#### Exercise brief:
Once you reach the line that contains "on the armchair", retype it and each later line exactly as written, stopping only at the end of the listing.

#### Data provided:
::::
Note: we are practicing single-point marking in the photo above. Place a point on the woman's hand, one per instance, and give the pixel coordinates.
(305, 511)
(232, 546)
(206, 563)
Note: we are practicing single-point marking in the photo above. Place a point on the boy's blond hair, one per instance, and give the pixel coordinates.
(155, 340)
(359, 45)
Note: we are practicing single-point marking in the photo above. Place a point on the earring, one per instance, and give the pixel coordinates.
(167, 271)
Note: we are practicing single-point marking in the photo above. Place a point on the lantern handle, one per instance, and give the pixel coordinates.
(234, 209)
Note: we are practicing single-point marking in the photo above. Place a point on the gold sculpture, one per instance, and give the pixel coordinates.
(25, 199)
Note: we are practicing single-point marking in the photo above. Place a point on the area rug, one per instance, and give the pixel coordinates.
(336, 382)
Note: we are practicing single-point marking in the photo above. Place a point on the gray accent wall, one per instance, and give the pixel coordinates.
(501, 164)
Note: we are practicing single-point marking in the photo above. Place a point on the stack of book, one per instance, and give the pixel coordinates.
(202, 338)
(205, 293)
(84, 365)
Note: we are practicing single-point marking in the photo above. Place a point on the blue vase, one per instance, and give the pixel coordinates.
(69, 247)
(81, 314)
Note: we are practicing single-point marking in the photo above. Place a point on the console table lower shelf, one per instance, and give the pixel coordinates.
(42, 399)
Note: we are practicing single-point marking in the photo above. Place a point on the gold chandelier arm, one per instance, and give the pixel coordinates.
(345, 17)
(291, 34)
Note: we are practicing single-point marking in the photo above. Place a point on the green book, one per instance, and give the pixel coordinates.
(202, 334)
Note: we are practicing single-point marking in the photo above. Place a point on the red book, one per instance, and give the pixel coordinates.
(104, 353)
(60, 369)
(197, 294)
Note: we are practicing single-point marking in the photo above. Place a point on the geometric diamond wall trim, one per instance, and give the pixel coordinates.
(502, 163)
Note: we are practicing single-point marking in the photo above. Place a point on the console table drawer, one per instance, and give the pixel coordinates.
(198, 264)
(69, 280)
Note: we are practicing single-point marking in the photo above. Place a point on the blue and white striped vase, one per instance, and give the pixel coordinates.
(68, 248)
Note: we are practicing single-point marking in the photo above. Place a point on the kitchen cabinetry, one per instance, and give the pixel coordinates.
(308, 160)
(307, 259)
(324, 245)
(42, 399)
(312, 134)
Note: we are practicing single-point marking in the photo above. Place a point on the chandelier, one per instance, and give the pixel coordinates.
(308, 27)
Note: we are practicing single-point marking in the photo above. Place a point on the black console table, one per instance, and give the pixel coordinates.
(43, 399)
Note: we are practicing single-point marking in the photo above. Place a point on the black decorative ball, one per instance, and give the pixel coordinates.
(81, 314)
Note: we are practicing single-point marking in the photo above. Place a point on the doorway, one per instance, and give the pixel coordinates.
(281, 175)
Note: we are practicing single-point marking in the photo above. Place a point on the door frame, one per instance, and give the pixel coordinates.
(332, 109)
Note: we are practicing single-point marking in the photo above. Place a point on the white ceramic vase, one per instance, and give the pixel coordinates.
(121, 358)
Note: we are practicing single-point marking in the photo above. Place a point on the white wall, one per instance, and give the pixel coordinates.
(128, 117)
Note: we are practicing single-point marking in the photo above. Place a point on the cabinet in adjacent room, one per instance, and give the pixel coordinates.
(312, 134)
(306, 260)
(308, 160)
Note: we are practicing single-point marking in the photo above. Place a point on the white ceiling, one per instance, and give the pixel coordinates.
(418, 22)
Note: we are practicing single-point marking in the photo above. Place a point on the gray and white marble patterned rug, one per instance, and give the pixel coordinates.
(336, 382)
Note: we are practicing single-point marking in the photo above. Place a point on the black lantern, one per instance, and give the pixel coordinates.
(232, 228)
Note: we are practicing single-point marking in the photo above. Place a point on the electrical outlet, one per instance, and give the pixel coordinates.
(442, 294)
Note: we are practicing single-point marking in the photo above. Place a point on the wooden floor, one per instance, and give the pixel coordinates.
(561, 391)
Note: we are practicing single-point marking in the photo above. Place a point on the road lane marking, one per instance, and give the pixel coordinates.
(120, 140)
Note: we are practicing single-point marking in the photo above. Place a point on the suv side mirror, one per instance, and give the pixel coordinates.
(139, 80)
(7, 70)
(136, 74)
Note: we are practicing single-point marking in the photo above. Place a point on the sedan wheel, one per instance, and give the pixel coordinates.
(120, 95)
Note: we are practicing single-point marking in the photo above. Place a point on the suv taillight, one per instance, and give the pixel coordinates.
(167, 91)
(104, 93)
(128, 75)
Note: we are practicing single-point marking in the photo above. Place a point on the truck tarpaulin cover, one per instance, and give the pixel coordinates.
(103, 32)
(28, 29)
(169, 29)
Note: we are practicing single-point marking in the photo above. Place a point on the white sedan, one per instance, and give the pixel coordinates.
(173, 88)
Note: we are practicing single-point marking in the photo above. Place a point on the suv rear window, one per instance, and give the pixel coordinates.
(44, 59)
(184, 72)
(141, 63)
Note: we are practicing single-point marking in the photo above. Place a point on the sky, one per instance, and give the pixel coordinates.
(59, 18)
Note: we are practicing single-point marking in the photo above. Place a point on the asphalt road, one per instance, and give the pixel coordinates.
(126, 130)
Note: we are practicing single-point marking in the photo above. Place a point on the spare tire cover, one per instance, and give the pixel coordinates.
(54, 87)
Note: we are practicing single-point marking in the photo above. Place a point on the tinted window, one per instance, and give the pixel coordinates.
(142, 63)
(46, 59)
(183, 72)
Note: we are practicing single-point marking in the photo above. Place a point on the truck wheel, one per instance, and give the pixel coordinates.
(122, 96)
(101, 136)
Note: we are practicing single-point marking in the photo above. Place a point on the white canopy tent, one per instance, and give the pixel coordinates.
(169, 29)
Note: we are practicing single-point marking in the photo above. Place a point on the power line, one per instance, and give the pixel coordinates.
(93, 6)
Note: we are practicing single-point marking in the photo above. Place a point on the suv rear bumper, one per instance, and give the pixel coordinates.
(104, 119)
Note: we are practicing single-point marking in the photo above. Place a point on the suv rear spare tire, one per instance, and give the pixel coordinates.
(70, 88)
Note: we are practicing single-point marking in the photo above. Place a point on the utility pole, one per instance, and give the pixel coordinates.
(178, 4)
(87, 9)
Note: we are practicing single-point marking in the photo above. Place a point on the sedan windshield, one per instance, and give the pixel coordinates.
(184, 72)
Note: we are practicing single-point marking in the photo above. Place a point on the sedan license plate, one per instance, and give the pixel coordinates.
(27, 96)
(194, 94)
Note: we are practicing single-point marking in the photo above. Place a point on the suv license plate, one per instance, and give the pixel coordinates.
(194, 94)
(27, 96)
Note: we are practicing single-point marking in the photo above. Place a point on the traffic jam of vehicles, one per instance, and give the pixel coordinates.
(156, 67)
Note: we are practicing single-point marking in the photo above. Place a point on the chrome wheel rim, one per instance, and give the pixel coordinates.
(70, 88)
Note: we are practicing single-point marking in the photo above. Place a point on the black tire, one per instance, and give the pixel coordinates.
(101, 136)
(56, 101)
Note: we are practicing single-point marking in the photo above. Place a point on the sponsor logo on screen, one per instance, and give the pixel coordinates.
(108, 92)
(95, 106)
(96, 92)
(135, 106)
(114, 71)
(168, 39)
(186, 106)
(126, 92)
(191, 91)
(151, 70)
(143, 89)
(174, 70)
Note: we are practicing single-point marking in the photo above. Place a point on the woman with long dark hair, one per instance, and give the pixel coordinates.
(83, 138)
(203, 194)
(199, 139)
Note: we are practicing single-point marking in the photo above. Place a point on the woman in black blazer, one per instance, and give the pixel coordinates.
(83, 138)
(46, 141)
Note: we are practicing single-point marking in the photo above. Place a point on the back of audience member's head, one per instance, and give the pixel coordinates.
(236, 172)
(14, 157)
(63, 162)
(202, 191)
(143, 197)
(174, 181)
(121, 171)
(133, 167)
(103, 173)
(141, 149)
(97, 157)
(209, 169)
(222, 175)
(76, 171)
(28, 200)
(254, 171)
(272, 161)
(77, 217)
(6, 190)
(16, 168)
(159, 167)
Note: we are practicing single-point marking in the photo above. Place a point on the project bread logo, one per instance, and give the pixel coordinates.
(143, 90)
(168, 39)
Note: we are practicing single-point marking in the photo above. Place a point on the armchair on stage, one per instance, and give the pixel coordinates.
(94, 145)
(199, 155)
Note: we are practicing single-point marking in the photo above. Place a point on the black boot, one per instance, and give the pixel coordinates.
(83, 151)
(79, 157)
::::
#### Answer to this exercise:
Note: we are practicing single-point marking in the photo above. Place a point on the armchair on stage, one per instance, and give the pixel coordinates.
(94, 145)
(199, 155)
Note: we are practicing single-point marking in the photo above. Place a point on the black boot, one per instance, and give the pixel coordinates.
(83, 151)
(79, 157)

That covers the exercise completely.